Collected data entries:
<<<<

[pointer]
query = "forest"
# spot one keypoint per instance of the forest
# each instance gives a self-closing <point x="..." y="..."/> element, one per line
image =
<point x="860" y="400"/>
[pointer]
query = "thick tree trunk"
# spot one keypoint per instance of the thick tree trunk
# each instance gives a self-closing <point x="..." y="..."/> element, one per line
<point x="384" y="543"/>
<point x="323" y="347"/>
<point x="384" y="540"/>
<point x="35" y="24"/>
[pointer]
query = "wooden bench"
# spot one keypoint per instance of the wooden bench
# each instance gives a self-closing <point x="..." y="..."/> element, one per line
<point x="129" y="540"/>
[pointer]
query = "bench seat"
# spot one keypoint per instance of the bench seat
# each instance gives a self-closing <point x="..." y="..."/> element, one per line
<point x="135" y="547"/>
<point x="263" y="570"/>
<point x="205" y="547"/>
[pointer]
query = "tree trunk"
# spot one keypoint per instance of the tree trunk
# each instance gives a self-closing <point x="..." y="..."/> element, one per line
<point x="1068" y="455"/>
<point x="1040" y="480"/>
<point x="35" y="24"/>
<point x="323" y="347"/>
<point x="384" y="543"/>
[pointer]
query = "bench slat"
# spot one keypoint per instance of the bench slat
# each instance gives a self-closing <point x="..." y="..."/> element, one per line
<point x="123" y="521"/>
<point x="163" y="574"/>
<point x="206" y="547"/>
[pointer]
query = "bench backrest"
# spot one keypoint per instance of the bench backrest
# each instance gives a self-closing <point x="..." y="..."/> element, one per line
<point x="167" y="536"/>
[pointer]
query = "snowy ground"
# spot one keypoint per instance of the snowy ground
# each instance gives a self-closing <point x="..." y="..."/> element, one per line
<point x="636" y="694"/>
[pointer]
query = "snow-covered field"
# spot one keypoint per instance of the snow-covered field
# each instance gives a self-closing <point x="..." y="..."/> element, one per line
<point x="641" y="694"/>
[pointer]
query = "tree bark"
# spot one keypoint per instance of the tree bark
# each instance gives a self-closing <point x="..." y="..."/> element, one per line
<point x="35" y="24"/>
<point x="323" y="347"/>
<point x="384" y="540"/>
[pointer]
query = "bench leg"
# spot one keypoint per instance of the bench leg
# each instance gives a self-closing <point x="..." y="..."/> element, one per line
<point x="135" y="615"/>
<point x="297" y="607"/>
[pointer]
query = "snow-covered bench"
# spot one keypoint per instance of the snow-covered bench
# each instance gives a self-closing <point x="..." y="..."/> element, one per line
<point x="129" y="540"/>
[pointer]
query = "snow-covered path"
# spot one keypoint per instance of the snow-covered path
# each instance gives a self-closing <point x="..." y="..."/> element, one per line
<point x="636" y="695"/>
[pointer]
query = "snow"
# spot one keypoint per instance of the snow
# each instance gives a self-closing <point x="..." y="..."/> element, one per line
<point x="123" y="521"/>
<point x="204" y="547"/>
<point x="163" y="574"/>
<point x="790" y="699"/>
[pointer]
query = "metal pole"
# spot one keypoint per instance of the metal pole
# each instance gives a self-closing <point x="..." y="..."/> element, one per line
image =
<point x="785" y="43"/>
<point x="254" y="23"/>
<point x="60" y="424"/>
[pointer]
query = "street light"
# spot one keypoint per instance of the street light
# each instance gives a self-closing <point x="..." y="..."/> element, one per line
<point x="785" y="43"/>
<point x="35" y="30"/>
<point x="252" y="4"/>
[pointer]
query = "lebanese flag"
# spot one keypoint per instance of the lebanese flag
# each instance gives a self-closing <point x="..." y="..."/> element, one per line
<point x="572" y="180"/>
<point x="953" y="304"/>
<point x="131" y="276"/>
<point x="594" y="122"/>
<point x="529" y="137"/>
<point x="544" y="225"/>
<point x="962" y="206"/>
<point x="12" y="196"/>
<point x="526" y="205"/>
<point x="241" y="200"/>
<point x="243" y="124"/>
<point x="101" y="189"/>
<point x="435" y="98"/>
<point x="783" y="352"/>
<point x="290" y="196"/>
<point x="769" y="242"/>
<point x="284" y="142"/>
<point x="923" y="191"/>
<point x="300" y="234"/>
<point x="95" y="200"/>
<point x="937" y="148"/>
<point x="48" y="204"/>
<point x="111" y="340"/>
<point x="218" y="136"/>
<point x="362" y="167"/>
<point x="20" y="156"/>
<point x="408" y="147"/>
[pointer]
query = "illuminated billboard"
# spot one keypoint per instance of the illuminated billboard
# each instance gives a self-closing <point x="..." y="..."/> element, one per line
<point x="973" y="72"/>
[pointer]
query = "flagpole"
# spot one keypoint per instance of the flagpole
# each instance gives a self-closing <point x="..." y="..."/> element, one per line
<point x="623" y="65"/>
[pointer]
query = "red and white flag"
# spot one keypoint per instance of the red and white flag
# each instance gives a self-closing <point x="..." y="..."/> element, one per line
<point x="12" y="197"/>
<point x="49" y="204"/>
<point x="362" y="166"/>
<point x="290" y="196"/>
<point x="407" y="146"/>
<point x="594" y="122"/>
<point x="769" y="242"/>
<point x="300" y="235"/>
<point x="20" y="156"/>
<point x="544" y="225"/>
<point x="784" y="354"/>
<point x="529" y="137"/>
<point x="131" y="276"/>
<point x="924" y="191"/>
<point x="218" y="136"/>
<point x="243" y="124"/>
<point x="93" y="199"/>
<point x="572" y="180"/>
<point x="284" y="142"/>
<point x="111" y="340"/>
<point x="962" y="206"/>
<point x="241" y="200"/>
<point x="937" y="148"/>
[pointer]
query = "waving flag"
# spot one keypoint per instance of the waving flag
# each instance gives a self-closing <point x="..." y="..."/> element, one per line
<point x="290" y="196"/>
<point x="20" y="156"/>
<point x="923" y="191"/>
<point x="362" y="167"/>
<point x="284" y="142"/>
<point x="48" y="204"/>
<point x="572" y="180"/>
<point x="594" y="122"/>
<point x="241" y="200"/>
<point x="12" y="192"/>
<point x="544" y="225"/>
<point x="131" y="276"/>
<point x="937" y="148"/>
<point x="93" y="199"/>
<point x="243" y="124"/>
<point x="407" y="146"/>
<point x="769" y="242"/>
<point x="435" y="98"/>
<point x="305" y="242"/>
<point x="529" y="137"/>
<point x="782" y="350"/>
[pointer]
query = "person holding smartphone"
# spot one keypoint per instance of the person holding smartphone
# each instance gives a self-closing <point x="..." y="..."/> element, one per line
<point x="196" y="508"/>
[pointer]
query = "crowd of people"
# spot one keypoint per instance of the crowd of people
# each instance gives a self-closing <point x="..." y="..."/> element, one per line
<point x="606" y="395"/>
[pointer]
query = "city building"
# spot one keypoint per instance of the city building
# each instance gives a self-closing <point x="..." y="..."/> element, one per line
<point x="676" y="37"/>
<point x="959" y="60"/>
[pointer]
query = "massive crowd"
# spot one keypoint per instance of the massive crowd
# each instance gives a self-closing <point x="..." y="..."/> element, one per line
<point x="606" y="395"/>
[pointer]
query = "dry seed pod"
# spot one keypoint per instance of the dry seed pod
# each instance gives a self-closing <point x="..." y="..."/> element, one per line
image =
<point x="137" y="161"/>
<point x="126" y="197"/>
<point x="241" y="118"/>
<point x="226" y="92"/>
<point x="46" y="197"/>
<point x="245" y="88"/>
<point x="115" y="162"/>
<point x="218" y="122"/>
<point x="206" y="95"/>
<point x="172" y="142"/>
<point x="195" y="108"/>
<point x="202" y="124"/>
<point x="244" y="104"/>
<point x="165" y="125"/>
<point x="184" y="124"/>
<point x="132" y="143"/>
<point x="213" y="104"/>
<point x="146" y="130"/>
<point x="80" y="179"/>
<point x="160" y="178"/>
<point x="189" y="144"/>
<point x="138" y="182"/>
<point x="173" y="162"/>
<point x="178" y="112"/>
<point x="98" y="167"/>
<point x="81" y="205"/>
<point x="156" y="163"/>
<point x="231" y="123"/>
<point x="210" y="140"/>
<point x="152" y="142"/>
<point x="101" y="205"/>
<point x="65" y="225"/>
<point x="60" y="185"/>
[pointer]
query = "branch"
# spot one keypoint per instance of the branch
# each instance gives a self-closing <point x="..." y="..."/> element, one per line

>>>>

**Your instructions**:
Return every line of the records in which the word "forest" is found.

**The completed task**:
query = "forest"
# spot one keypoint per instance of the forest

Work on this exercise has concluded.